Data section start

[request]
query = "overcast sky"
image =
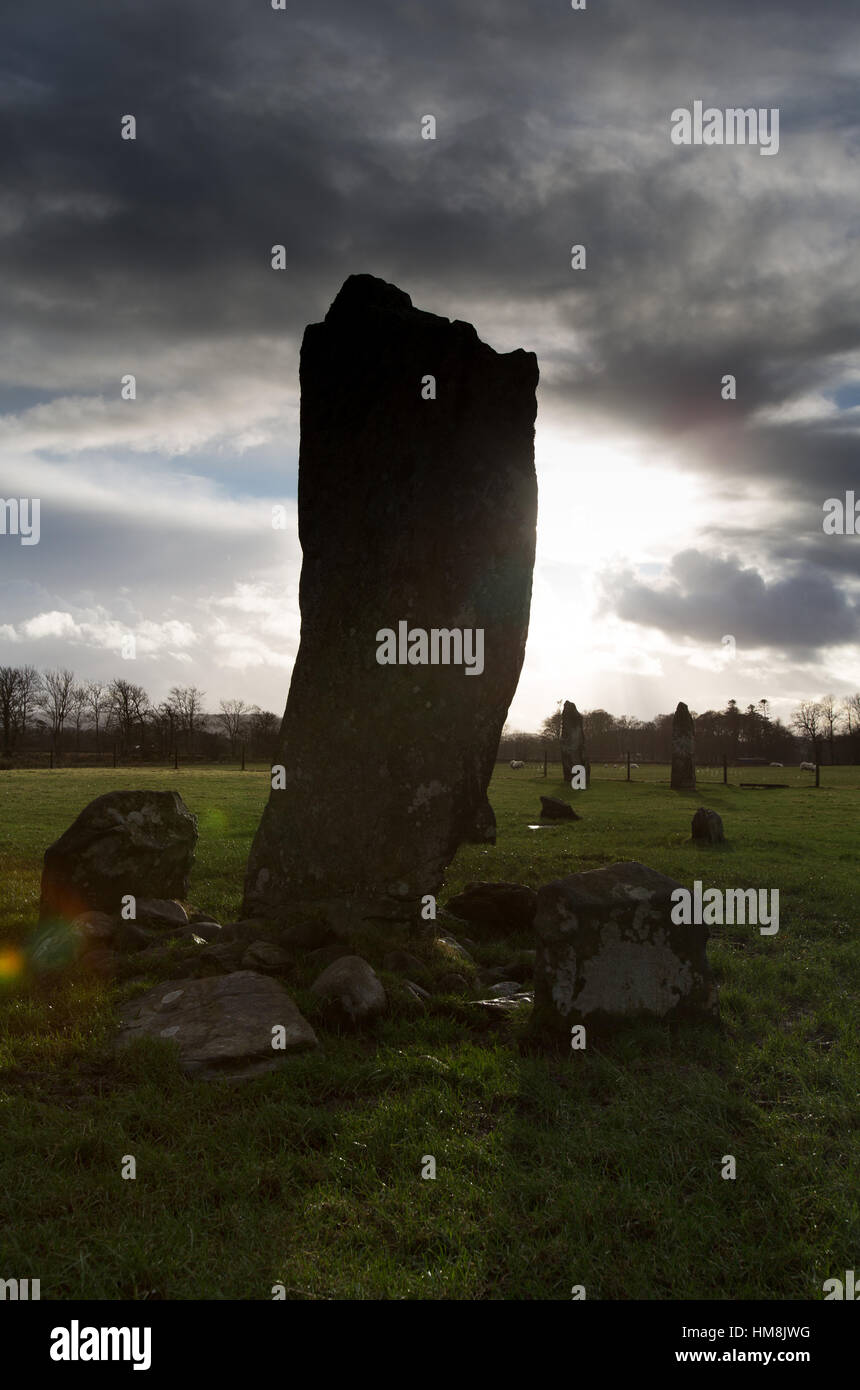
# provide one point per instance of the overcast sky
(668, 517)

Data section end

[Task description] Go through the entries above and print each one exactly, minus the pictures.

[Answer box]
[request]
query = "overcast sky"
image =
# provide one point per instance of the overcast sky
(668, 517)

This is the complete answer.